The input »
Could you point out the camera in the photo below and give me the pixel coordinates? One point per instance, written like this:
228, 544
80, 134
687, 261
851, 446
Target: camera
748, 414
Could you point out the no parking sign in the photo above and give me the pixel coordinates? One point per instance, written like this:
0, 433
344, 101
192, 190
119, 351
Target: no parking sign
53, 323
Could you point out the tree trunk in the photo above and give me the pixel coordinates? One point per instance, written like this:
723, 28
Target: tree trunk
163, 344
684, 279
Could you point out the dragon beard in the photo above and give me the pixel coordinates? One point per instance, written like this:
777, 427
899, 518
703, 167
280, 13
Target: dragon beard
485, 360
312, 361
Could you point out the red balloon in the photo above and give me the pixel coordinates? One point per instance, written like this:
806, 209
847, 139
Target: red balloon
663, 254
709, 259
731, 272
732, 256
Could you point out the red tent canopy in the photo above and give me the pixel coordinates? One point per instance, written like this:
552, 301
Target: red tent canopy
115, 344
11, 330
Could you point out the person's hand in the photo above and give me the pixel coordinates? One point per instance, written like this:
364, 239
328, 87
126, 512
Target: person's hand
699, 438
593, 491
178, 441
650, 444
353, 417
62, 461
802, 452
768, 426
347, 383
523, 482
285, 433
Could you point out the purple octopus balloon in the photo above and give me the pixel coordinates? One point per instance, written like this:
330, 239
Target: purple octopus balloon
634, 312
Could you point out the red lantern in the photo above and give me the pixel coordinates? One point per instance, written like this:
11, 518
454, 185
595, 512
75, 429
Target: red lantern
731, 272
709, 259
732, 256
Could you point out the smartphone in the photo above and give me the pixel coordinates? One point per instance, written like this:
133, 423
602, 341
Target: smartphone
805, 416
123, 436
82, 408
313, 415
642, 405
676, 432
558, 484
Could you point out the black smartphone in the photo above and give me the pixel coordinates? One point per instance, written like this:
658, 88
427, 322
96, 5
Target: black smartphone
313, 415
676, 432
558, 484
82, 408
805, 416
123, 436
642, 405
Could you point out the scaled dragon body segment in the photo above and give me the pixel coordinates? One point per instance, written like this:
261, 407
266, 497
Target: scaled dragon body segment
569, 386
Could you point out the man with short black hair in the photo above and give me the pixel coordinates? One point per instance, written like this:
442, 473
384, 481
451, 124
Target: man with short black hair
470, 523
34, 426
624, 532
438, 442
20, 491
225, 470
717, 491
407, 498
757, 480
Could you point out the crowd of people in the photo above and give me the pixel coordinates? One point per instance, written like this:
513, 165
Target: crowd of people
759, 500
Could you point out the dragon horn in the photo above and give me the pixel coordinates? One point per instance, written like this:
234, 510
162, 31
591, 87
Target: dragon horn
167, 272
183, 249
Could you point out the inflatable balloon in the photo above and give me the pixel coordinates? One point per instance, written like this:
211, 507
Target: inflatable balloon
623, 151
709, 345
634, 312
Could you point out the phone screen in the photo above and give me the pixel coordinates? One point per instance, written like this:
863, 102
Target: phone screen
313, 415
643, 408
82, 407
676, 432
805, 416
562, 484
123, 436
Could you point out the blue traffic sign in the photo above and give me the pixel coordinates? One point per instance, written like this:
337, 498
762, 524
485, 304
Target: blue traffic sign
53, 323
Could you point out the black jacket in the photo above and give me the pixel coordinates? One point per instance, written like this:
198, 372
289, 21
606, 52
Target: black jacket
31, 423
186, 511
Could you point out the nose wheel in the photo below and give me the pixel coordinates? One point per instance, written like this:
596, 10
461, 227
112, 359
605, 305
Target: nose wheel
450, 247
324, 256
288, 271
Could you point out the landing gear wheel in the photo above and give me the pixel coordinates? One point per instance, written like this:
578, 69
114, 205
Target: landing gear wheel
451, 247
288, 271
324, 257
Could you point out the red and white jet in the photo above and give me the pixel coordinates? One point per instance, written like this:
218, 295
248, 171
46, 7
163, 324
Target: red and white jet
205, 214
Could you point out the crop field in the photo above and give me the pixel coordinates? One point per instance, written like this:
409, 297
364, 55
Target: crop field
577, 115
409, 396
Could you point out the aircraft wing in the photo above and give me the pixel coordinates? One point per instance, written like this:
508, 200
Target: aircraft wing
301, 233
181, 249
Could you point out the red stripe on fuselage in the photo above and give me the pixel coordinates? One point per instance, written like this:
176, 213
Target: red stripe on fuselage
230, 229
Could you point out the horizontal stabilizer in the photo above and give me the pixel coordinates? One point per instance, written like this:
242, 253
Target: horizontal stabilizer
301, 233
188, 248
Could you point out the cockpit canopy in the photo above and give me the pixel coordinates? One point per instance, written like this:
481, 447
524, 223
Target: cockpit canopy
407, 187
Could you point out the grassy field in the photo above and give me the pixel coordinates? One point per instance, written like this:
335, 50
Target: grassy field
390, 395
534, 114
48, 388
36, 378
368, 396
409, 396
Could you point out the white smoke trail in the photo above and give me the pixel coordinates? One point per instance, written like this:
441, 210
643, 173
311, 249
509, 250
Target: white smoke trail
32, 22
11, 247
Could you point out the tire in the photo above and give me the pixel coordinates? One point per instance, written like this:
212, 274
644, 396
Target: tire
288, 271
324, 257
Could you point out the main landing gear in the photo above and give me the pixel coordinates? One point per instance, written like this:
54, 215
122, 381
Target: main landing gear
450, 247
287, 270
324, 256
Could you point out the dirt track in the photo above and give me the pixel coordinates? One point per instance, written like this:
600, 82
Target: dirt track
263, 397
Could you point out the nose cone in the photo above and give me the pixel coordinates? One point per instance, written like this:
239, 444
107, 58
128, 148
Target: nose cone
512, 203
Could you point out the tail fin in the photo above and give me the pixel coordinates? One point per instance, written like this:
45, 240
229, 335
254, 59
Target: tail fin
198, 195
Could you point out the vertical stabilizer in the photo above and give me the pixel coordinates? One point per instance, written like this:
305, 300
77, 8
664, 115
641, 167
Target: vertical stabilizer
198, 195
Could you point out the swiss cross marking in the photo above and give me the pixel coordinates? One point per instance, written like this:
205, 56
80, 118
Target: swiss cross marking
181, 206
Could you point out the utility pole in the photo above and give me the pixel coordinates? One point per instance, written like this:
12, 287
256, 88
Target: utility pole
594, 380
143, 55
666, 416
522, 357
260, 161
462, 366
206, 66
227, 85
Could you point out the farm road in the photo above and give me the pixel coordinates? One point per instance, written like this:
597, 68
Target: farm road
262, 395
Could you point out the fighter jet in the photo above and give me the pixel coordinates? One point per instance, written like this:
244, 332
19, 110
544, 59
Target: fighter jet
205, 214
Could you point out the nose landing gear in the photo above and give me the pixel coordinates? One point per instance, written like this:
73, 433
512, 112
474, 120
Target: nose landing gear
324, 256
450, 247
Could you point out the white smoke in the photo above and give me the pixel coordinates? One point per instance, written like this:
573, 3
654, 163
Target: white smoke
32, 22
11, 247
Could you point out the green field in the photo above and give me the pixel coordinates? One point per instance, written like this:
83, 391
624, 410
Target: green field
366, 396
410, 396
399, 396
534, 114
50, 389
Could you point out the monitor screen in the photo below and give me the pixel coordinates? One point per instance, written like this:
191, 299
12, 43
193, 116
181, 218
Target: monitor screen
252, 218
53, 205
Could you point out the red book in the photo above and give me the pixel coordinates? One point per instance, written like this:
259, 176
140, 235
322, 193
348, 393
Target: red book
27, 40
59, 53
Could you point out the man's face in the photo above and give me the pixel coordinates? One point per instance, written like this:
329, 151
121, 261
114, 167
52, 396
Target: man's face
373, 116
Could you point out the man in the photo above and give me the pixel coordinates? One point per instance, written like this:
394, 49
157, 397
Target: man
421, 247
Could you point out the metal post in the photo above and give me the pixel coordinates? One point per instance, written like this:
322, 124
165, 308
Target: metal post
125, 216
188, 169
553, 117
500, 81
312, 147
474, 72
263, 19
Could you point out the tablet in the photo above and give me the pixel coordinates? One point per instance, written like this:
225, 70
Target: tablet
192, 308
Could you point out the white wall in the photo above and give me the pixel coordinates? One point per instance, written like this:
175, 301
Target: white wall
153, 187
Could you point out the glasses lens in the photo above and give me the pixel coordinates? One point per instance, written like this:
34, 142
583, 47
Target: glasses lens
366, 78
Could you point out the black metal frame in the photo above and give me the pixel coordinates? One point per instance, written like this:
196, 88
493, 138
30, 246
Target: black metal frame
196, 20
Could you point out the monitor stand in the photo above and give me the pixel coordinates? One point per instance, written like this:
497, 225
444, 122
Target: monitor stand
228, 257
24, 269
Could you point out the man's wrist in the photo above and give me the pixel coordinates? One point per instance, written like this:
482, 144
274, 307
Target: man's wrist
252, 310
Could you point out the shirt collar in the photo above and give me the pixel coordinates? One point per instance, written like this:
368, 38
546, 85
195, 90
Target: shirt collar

Problem description »
Reproduce word for word the items above, from the line containing "Could you point out the metal" through the final line.

Final result »
Could you point out the metal post in the photo above and give me the pixel coordinates? One point per instance, written like this:
322, 124
165, 308
Target: metal post
125, 216
188, 169
553, 117
500, 81
312, 147
474, 72
263, 19
Could you point out the tablet in the photo above and give me the pixel coordinates? One point per instance, written like this:
225, 70
Target: tablet
192, 308
Could you point out the white wall in the photo above and give me the pixel coordinates? One point per instance, written like this:
175, 301
Target: white wall
153, 187
Could you point out the glasses lens in the photo above and give me the pixel coordinates? One point per instance, written like this:
34, 142
583, 47
Target: glasses lens
366, 78
Could you point out the black metal frame in the photo above and give me the pixel coordinates? One point per instance, written like this:
196, 88
493, 138
30, 246
Target: black metal frame
196, 20
Could you point out the monitor stand in the photo above and give me the pixel coordinates? One point per instance, written like this:
497, 225
444, 122
Target: monitor stand
228, 257
24, 269
Could you point out the man's wrist in the photo above and give me the pixel coordinates? One point per instance, written like this:
482, 144
274, 307
Target: man's wrist
252, 310
Could you point out the shirt collar in the photo above and give me the pixel coordinates? One point per instance, written like this:
368, 38
546, 85
195, 90
Target: shirt collar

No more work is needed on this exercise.